* Objective: Extract every line from the records below that contains the word "person".

** Begin Available records **

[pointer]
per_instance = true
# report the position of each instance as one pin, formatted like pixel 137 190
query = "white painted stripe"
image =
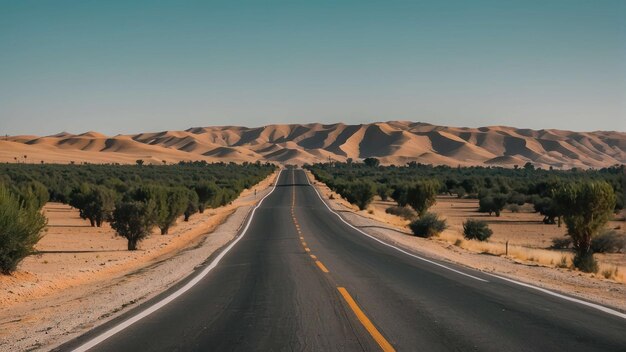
pixel 567 298
pixel 390 245
pixel 126 323
pixel 546 291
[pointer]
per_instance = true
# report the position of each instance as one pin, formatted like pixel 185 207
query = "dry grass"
pixel 527 236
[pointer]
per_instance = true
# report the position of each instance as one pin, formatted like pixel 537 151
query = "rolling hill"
pixel 393 142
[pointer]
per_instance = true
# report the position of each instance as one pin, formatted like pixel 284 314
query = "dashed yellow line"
pixel 378 337
pixel 321 266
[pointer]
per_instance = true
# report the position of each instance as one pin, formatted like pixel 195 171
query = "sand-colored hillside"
pixel 394 142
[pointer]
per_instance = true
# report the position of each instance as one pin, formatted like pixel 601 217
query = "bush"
pixel 422 195
pixel 359 193
pixel 383 191
pixel 586 207
pixel 95 203
pixel 561 243
pixel 404 212
pixel 609 241
pixel 21 224
pixel 428 225
pixel 514 208
pixel 476 230
pixel 400 194
pixel 192 204
pixel 492 204
pixel 133 220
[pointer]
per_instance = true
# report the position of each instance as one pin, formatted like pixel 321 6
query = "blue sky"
pixel 131 66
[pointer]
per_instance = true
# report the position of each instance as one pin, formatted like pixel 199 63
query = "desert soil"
pixel 527 235
pixel 395 142
pixel 83 276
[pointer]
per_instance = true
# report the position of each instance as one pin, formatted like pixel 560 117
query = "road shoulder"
pixel 48 321
pixel 564 281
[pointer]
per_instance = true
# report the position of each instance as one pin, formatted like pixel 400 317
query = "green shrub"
pixel 428 225
pixel 359 193
pixel 587 206
pixel 21 224
pixel 492 203
pixel 422 195
pixel 405 212
pixel 561 243
pixel 133 220
pixel 609 241
pixel 476 230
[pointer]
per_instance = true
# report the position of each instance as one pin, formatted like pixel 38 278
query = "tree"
pixel 21 224
pixel 428 225
pixel 383 191
pixel 175 205
pixel 192 204
pixel 476 230
pixel 95 203
pixel 547 207
pixel 35 193
pixel 360 193
pixel 371 162
pixel 400 194
pixel 422 195
pixel 586 207
pixel 133 220
pixel 492 204
pixel 207 192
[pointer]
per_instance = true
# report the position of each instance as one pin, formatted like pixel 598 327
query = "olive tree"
pixel 422 195
pixel 21 225
pixel 586 207
pixel 207 194
pixel 133 220
pixel 176 202
pixel 360 193
pixel 94 202
pixel 192 204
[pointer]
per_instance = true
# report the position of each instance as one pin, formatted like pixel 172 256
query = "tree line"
pixel 584 199
pixel 134 199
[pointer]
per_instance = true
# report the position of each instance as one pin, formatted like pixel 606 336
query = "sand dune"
pixel 393 142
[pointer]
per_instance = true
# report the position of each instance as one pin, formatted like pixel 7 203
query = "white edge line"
pixel 546 291
pixel 126 323
pixel 567 298
pixel 390 245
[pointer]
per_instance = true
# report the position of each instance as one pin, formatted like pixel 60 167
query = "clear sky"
pixel 132 66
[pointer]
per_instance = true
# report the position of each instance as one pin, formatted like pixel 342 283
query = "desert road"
pixel 301 279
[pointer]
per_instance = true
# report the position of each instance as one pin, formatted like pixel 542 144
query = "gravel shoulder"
pixel 40 313
pixel 566 281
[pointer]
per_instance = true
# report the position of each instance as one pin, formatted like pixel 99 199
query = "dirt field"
pixel 84 276
pixel 529 260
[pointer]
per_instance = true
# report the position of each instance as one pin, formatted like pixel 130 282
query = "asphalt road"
pixel 302 279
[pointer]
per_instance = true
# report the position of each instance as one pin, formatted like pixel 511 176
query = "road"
pixel 301 279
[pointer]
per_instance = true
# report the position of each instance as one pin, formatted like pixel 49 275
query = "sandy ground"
pixel 395 142
pixel 83 276
pixel 520 228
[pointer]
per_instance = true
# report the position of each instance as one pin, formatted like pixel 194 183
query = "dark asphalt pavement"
pixel 269 294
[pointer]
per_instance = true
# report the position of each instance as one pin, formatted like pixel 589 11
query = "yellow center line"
pixel 321 266
pixel 378 337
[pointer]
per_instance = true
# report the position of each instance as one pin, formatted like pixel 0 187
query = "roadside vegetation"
pixel 584 200
pixel 134 199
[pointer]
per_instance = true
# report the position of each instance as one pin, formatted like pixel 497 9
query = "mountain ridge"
pixel 393 142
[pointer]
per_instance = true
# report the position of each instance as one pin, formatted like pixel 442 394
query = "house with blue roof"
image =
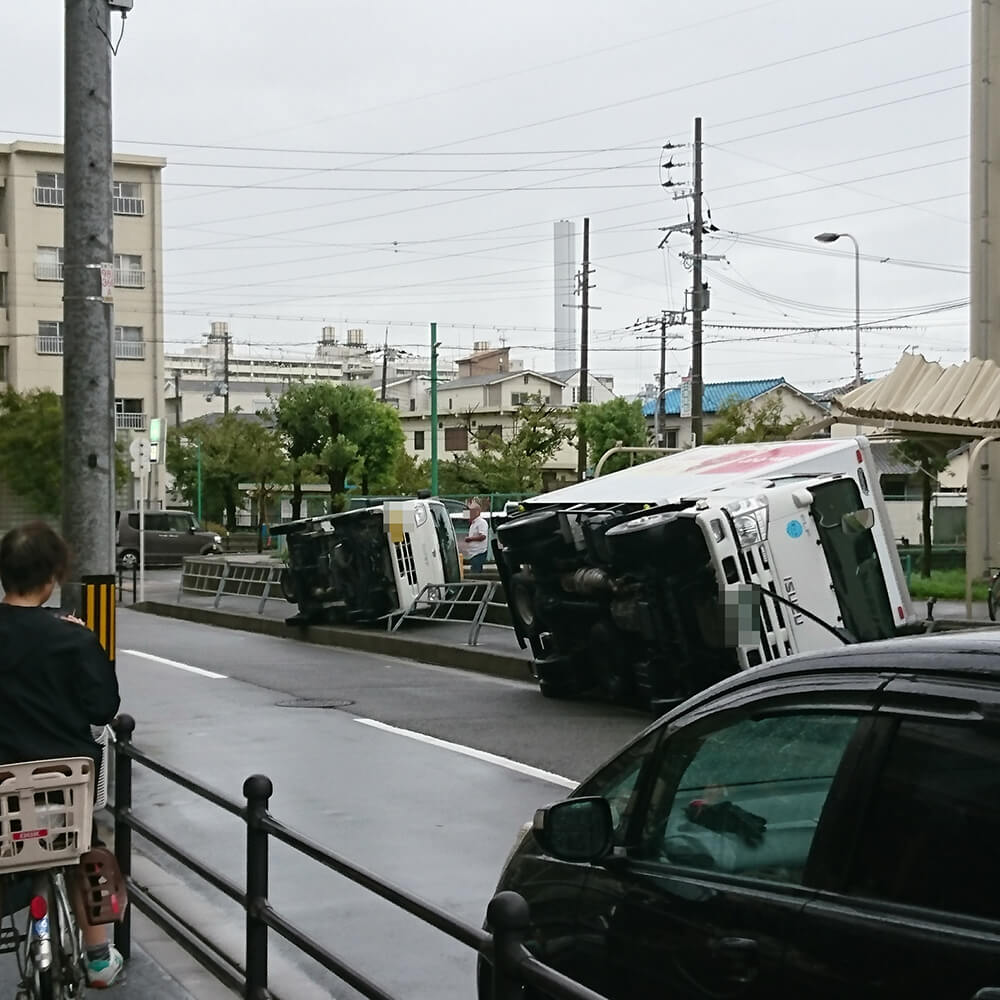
pixel 676 419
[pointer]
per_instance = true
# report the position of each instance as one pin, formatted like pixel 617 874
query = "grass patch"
pixel 946 585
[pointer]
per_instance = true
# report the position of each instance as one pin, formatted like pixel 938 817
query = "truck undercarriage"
pixel 621 599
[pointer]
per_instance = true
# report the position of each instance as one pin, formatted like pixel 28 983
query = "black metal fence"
pixel 513 967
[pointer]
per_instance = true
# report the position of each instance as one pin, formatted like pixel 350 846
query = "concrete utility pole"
pixel 983 535
pixel 697 295
pixel 88 491
pixel 581 459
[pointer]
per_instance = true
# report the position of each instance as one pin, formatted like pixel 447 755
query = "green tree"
pixel 31 429
pixel 233 449
pixel 605 425
pixel 514 465
pixel 337 431
pixel 31 447
pixel 404 479
pixel 929 453
pixel 742 420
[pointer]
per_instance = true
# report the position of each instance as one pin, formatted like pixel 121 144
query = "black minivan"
pixel 828 827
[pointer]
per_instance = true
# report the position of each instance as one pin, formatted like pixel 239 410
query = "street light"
pixel 832 238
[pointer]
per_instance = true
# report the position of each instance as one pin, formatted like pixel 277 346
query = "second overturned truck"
pixel 655 582
pixel 362 566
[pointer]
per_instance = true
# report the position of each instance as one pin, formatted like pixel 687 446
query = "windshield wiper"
pixel 844 635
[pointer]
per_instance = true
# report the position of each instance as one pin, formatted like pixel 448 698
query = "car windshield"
pixel 853 560
pixel 446 540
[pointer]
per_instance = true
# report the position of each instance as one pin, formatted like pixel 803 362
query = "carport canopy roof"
pixel 921 395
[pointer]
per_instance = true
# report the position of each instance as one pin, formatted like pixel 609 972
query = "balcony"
pixel 129 278
pixel 130 350
pixel 128 206
pixel 130 421
pixel 48 270
pixel 49 196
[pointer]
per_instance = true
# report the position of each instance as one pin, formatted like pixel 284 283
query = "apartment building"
pixel 32 190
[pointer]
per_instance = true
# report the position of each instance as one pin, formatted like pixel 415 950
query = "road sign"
pixel 107 282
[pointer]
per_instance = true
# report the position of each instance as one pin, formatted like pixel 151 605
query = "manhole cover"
pixel 314 703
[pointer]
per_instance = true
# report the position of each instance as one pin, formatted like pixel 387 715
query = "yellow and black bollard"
pixel 99 610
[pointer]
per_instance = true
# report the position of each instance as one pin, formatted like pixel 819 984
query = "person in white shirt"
pixel 475 544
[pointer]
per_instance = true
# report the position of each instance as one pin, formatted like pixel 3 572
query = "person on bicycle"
pixel 56 681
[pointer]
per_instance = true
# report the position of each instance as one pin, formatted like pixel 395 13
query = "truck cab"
pixel 363 565
pixel 656 582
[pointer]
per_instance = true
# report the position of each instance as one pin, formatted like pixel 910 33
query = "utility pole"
pixel 88 491
pixel 385 362
pixel 434 347
pixel 581 460
pixel 697 295
pixel 225 373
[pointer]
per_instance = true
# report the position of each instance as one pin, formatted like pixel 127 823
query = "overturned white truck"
pixel 360 566
pixel 655 582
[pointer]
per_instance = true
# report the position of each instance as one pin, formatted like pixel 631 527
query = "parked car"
pixel 170 536
pixel 823 827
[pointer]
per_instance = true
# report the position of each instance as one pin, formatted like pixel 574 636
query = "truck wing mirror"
pixel 858 521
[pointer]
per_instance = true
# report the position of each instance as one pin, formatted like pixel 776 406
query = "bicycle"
pixel 46 814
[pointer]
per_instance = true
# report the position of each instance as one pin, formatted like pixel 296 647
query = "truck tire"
pixel 638 540
pixel 522 532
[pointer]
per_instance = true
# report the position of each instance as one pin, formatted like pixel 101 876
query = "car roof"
pixel 959 654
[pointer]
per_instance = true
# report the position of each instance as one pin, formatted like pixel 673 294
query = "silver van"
pixel 170 536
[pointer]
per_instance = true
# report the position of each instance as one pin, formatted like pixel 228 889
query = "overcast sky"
pixel 393 163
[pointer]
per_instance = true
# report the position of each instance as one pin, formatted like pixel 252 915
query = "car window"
pixel 932 835
pixel 179 522
pixel 746 798
pixel 618 781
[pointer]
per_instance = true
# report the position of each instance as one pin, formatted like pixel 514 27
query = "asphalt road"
pixel 421 774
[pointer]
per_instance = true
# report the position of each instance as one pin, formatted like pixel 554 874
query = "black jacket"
pixel 55 682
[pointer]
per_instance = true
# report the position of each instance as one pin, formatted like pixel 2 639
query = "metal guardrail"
pixel 441 601
pixel 218 578
pixel 513 966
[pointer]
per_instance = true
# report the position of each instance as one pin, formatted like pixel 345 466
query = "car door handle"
pixel 740 956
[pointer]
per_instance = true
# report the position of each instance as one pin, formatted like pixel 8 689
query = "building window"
pixel 49 263
pixel 128 271
pixel 49 339
pixel 488 431
pixel 456 439
pixel 129 345
pixel 49 189
pixel 129 415
pixel 127 198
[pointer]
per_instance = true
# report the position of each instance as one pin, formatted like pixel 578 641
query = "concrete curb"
pixel 407 647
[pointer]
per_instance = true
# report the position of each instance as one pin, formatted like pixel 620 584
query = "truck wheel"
pixel 522 532
pixel 521 603
pixel 639 540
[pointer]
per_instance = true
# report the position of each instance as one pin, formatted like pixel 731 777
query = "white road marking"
pixel 489 758
pixel 173 663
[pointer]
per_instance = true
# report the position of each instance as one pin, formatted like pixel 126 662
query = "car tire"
pixel 638 540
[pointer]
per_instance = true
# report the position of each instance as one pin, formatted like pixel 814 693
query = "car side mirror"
pixel 858 522
pixel 575 830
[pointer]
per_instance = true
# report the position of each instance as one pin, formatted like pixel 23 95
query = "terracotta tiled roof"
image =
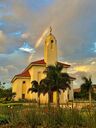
pixel 39 62
pixel 77 90
pixel 24 74
pixel 72 78
pixel 65 65
pixel 43 62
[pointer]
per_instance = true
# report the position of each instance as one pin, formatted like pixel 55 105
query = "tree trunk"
pixel 38 100
pixel 49 99
pixel 58 101
pixel 90 98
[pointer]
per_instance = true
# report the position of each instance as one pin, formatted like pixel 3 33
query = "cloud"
pixel 74 26
pixel 27 48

** End Available records **

* The output:
query = "person in white shirt"
query = "person on bicycle"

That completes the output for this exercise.